§ Exercise directions
Only the lines below starting at the one that contains "point: utility pole" and ending at the one that contains "point: rear side" are to be reproduced, exactly and with both ends kept.

§ Material for this exercise
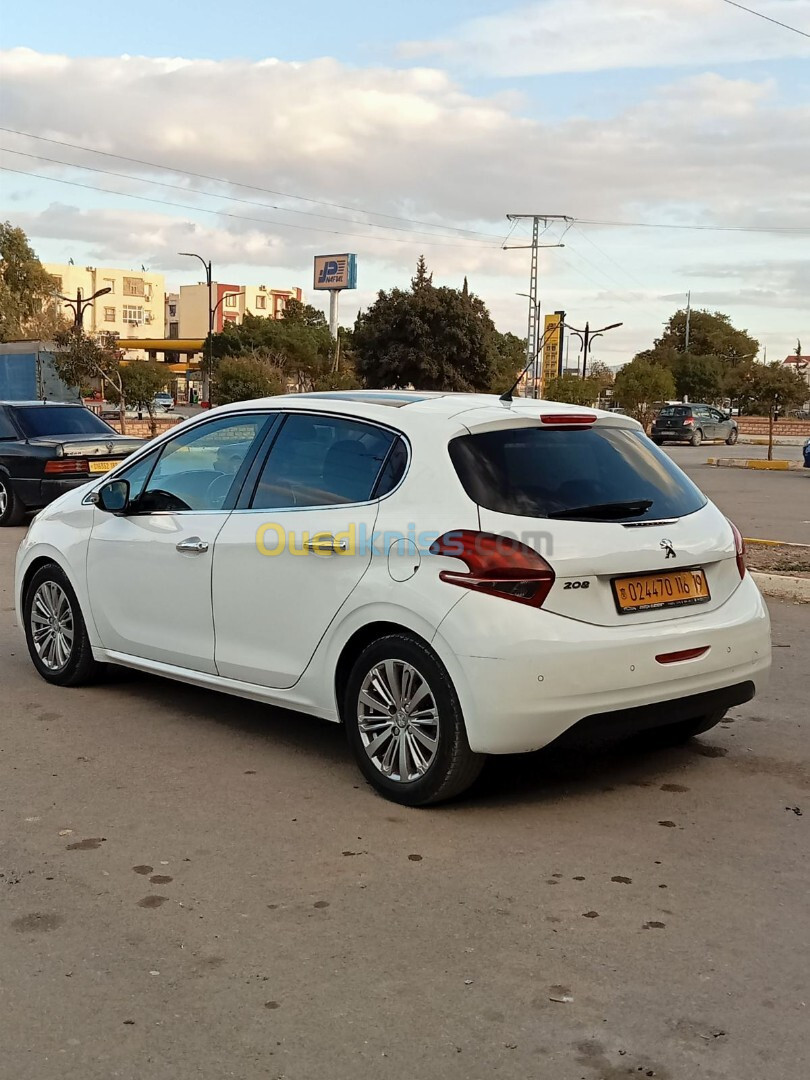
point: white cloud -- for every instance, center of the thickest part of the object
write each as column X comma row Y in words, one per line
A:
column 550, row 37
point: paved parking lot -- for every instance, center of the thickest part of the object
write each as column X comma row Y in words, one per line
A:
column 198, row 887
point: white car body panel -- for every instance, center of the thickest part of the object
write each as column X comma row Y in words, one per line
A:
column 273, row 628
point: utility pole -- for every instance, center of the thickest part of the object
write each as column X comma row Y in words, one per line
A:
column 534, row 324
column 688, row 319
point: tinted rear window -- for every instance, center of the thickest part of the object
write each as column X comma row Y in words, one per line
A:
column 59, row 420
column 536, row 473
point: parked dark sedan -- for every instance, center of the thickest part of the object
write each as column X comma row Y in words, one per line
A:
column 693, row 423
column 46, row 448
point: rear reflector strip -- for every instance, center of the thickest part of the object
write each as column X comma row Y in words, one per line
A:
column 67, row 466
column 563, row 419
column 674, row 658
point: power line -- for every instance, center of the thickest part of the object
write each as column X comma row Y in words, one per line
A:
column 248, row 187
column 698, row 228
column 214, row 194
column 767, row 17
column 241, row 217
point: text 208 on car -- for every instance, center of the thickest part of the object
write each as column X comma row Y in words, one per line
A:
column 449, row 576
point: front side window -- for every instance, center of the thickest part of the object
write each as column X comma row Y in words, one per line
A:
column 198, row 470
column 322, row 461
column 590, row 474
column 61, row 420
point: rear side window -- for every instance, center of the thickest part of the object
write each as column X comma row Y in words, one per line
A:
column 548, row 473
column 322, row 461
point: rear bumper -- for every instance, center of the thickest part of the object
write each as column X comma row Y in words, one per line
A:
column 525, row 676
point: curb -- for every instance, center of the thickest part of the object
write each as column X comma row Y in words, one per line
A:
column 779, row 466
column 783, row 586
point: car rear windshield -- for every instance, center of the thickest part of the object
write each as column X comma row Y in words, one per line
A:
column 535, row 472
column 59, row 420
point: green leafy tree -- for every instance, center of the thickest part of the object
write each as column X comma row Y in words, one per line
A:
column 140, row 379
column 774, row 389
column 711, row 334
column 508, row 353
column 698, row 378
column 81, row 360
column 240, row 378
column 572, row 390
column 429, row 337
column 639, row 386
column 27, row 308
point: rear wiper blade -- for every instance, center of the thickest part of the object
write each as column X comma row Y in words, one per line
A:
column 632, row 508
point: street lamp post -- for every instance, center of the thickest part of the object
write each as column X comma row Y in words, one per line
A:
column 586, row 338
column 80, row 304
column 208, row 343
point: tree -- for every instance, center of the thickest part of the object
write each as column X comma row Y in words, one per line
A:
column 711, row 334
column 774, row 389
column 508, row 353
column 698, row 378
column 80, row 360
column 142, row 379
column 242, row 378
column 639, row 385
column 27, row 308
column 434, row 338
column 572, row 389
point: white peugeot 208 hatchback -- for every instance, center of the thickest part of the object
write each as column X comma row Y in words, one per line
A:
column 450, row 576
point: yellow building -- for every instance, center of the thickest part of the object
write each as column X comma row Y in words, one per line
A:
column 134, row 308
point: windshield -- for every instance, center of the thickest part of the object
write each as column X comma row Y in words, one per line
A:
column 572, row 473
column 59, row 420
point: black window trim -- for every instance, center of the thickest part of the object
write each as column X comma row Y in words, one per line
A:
--
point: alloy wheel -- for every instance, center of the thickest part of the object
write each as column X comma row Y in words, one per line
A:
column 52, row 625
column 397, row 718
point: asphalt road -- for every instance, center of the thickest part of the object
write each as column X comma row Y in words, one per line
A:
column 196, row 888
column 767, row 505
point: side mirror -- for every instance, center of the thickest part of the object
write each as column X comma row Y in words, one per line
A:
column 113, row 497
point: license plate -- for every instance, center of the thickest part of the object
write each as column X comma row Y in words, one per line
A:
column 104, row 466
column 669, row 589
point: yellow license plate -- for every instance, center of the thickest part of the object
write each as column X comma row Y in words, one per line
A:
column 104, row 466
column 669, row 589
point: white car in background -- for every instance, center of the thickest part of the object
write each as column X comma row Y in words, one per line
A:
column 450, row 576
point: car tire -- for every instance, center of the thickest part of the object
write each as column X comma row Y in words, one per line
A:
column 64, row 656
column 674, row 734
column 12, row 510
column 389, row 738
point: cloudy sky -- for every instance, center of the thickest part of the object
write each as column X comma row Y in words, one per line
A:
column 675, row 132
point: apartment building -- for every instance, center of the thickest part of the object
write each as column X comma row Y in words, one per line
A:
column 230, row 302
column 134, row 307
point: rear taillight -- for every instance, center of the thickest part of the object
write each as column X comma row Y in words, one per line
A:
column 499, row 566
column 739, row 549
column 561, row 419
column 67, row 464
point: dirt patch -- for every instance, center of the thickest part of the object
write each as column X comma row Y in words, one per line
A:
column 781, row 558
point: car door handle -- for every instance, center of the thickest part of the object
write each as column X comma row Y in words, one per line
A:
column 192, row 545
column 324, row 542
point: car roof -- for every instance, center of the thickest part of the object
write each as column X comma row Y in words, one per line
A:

§ Answer below
point: utility pole -- for every instance, center of the thickest part of the object
write each as column X comma row Y in words, one per line
A:
column 534, row 324
column 688, row 319
point: tinted rear window -- for every instance, center of the thickest part of the object
write each as column X comma row Y in words, one per line
A:
column 59, row 420
column 536, row 473
point: parked dark sedan -- for every instance, center of the thickest part of the object
write each as column X comma row Y in words, one per line
A:
column 693, row 423
column 46, row 448
point: rear reflector strip -- for every instance, center of the thickest part of the object
write each as column X comma row Y in words, one per line
A:
column 67, row 466
column 563, row 419
column 674, row 658
point: power line -- for every instance, center of the thickest part of the object
write each as column X comma row Y in words, one per line
A:
column 248, row 187
column 698, row 228
column 214, row 194
column 767, row 17
column 241, row 217
point: text 208 on car -- for every instance, center of the thickest part of the object
write each as column X comma row Y in words, one per line
A:
column 449, row 576
point: front side window -- for every instance, center of the thickest part of the object
write each as column X comma row Y in words, one per line
A:
column 198, row 470
column 322, row 461
column 590, row 474
column 61, row 420
point: rear side window -- for every instance, center of the thickest part of the object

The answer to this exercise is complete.